## ACTIVITY:
Where the records appear below, transcribe them exactly, leaving none out.

============================================================

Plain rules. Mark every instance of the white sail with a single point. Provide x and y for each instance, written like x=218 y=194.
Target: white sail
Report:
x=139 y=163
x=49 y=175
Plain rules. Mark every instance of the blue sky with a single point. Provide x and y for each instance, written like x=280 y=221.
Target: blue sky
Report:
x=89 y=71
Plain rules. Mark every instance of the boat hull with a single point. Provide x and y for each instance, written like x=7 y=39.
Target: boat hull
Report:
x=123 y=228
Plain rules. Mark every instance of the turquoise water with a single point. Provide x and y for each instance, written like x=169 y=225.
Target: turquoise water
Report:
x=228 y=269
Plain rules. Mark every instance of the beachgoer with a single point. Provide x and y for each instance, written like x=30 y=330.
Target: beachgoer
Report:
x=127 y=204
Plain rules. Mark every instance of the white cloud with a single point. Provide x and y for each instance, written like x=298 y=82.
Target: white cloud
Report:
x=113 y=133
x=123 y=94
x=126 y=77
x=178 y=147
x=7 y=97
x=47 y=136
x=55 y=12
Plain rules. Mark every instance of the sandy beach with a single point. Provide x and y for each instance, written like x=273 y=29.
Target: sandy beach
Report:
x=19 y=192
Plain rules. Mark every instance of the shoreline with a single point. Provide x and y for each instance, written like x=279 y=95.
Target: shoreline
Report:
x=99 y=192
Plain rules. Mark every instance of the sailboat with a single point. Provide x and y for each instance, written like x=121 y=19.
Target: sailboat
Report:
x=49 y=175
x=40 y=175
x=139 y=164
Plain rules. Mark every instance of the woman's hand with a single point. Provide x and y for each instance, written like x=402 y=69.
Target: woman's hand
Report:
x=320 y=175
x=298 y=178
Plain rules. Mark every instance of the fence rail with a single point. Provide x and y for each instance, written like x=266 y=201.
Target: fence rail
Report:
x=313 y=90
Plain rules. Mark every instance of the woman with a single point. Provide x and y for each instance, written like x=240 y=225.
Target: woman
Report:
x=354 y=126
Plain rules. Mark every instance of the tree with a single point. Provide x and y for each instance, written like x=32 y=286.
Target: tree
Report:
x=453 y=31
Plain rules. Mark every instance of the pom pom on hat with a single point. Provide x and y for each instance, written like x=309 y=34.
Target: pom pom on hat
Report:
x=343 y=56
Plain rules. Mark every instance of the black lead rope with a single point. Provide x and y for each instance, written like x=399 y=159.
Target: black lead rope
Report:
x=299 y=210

============================================================

## THE COMPLETED TASK:
Plain rules. Mark every instance of the white sail with a single point. Provide x and y for each instance, written like x=218 y=194.
Target: white sail
Report:
x=139 y=163
x=49 y=175
Plain rules. Mark every instance of the blue sky with a single point. Provide x and y for each instance, written like x=280 y=221.
Target: blue sky
Report:
x=89 y=71
Plain rules. Mark every instance of the boat hull with a single point. Provide x and y for each instance, written like x=7 y=39.
Target: boat hull
Report:
x=123 y=228
Plain rules. Mark every instance of the turquoise water with a single point. Provide x and y for each instance, written like x=169 y=225.
Target: turquoise water
Report:
x=228 y=269
Plain rules. Mark every instance of the beachgoer with a single point. Provide x and y for each instance, written like x=30 y=330.
Target: beachgoer
Report:
x=127 y=204
Plain rules. Mark every instance of the white cloud with a single point. Provide x and y for each instance, written like x=298 y=82.
Target: white cloud
Report:
x=113 y=133
x=123 y=94
x=126 y=77
x=178 y=147
x=7 y=97
x=47 y=136
x=55 y=12
Plain rules. Mark every instance of the sandy beach with a single point. Provide x and y for each instance, written like x=273 y=29.
Target: sandy beach
Report:
x=19 y=192
Plain rules. Mark every instance of the shoreline with a single point. Provide x and y for each instance, written like x=279 y=95.
Target: shoreline
Report:
x=99 y=192
Plain rules. Mark every instance of the sailboat with a single point. Provide x and y for each instance, written like x=121 y=19.
Target: sailboat
Report:
x=49 y=175
x=40 y=175
x=139 y=164
Plain rules. Mark every instance of the woman's hand with a single point. Provide x and y for each instance, written like x=402 y=69.
Target: woman's hand
Report:
x=320 y=175
x=298 y=178
Plain rules. Mark every instance of the fence rail with a single point. Provide x and y for each instance, written like x=266 y=201.
Target: fence rail
Report:
x=313 y=90
Plain rules. Mark every instance of the woman with a single point. Provide x and y for each instance, written like x=240 y=225.
Target: woman
Report:
x=354 y=126
Plain rules. Mark every instance of the tree with a single point. Provide x and y for each instance, written like x=32 y=286.
Target: tree
Report:
x=453 y=31
Plain rules. Mark every instance of the pom pom on hat with a single point. Provide x and y for each instance, written like x=309 y=34.
Target: pom pom on hat
Report:
x=343 y=56
Plain rules. Mark every instance of the black lead rope with a single point. Provide x and y for each instance, written like x=399 y=159.
Target: black lead rope
Report:
x=299 y=210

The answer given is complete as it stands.